Lines of data
═══

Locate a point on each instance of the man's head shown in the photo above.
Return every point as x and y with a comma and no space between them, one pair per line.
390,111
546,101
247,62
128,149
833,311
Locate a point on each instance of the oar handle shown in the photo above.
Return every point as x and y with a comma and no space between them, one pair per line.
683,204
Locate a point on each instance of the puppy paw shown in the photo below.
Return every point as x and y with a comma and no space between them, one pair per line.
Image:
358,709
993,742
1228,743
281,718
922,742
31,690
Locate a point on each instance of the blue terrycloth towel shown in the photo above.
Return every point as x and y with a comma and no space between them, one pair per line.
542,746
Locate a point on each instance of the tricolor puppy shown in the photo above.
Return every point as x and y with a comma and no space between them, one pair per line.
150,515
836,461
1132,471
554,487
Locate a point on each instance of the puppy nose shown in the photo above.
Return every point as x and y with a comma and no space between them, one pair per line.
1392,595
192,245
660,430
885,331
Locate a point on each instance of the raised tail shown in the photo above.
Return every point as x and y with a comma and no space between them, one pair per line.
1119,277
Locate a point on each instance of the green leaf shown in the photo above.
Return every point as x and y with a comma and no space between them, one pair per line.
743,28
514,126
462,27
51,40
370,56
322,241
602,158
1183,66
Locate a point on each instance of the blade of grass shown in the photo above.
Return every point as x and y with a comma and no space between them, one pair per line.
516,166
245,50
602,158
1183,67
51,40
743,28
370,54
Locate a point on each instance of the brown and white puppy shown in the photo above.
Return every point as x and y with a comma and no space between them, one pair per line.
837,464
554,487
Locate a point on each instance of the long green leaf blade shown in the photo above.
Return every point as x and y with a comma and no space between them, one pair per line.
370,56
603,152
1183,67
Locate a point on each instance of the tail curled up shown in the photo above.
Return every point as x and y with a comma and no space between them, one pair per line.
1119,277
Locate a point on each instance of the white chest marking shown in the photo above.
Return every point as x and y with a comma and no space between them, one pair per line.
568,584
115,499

═══

Set task: Update the records above by changing "puppy" to "dog" wherever it occurs, keeping every other line the same.

Task result:
Locate a point on each instance of the man's head shown in the photo above.
Return every point as x and y with a comma and no space between them, one pair per line.
390,111
546,101
247,62
128,149
833,311
Locate a point on each instance of the oar handle shown in the photo above.
Return every point as x and y with a comma and no space between them, one pair per line.
683,204
Locate a point on each instance of the dog paw shown in the photo below.
Return every point as x and y with a comma and no space between them, one pair per line.
Image:
358,709
993,742
1228,743
281,718
922,742
31,690
Locate a point on each instance of the blue terrycloth towel shown in the photo above.
Return every point as x and y with a comma and no space between them, one pair per line.
542,746
Locate a point on each instance of the tricolor dog shown in the photo above.
Return every point as x and y with a comma and no space between them, one pair per line.
150,515
836,461
1132,471
554,487
Locate a point on each instance of the dog nose shown in the photo above.
Return every point as x and y with a comma and no space between them, one pair per line.
1392,595
192,245
660,430
885,331
Locate a point on each instance of the raised tail shown in the photo above.
Return every point as x and y with a comma and no space between them, one pair per line.
1119,277
Locate a point on each instance of the green leaf shown in the photo above.
Return every point as x and y with a comma and no space between them, one pair per line.
743,28
514,126
462,27
51,40
370,56
322,241
602,158
1183,66
Locate a point on each instance of the blade of grass shown in the photo above.
Return every point as x and y with a comma and no space between them, one pair per line.
516,166
245,50
602,158
1183,67
51,40
743,28
370,54
Locate a point on each instance of the brown and white dog shown in the photo above.
Return every point as x and y with a comma and no space between them, one pair per line.
837,464
554,487
Locate a point on each instance of the long green leaf blade shown in the photo above.
Return every point as x and y with a comma and no space between them, one pair per line.
370,56
603,152
1183,67
Locate a point on each instance of the tail curled up shown in the photo above.
Return every point as x and y with a comma and no space between them, one pair per line.
1119,277
Locate a point on each instance of the white chest marking shown in the photo above.
Return every point as x and y with a comma and no space between them, one pair per line.
568,584
115,499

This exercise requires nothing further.